### RECORDS PROVIDED ###

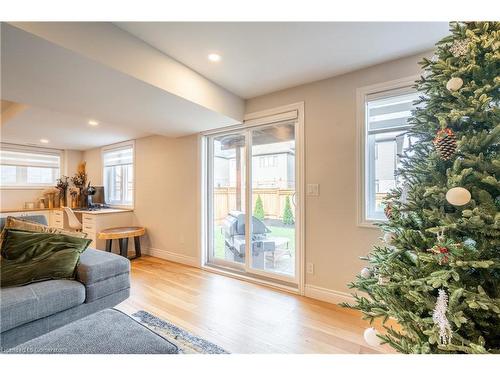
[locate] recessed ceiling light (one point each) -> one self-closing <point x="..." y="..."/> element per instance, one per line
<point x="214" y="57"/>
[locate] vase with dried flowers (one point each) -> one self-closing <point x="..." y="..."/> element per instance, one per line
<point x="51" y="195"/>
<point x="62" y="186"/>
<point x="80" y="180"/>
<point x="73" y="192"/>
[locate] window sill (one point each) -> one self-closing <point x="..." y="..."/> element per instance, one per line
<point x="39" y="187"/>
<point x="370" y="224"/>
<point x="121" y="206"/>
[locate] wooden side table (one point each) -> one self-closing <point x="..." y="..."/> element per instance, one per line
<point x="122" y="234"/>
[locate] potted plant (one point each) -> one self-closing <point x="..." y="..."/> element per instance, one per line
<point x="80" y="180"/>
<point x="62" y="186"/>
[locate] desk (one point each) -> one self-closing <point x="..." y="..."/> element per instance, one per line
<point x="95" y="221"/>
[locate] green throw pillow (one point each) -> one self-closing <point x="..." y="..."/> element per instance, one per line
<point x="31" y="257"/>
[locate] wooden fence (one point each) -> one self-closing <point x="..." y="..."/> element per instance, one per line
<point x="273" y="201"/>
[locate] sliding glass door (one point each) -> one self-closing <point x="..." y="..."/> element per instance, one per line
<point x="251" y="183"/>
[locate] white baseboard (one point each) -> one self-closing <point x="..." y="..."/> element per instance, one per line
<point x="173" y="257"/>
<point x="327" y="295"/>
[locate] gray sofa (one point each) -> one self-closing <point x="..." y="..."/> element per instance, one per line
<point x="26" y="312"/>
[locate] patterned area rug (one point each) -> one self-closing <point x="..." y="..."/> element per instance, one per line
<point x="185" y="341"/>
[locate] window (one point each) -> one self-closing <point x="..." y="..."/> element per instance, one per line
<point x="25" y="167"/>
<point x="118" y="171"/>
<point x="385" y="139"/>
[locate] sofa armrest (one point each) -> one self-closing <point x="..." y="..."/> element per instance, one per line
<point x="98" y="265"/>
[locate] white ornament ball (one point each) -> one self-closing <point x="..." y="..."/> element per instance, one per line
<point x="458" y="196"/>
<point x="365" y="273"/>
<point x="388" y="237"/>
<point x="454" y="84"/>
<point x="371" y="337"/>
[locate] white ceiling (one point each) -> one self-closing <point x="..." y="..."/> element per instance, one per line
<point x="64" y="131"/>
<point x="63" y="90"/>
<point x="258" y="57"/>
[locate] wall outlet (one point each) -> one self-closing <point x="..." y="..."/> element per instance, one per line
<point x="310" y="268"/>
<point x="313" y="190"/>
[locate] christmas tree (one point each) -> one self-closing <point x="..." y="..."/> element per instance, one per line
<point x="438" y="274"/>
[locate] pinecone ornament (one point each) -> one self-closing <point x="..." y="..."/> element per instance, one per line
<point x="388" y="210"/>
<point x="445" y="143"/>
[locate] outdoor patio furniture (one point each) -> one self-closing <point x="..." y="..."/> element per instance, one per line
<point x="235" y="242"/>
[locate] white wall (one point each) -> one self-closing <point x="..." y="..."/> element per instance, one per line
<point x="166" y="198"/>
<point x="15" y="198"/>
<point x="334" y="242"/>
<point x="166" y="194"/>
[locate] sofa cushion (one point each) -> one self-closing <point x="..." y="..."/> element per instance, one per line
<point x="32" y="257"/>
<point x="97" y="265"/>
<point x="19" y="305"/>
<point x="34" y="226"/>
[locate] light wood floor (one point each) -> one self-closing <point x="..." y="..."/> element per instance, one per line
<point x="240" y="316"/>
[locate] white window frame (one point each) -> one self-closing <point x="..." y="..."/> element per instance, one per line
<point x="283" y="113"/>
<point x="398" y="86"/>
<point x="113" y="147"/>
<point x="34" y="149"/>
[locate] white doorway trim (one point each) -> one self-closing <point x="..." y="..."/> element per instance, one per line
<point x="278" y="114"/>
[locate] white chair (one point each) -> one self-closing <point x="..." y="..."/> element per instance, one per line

###

Only the lines from the one with "[locate] pinecone ornament" through the end of the material are wanted; copy them exactly, both ends included.

[locate] pinecone ornament (one point each) -> one self-closing <point x="..." y="..."/> element per instance, one per line
<point x="388" y="210"/>
<point x="445" y="143"/>
[locate] outdoor patio furniture (one point each) -> one self-closing <point x="..." y="..."/> element per instance, one per line
<point x="235" y="242"/>
[locate] white wall (one point each) -> one self-closing <point x="..." y="..."/> element per instance, one per line
<point x="166" y="198"/>
<point x="15" y="198"/>
<point x="334" y="242"/>
<point x="166" y="194"/>
[locate] sofa cushion (one point each) -> one self-closing <point x="..." y="..."/> element per instance, one per line
<point x="32" y="257"/>
<point x="97" y="265"/>
<point x="19" y="305"/>
<point x="34" y="226"/>
[locate] light wood floor (one point each) -> one self-closing <point x="..." y="..."/> element per instance, one per line
<point x="240" y="316"/>
[locate] white window frame (one point each) -> one self-closing <point x="..." y="..."/> element per instance, one per line
<point x="283" y="113"/>
<point x="398" y="86"/>
<point x="113" y="147"/>
<point x="34" y="149"/>
[locate] white doorway trim (one point each) -> one self-closing <point x="..." y="..."/> element per instance, one per line
<point x="278" y="114"/>
[locate] white chair (one point each) -> one self-closing <point x="..." y="..."/> element per instance, one per line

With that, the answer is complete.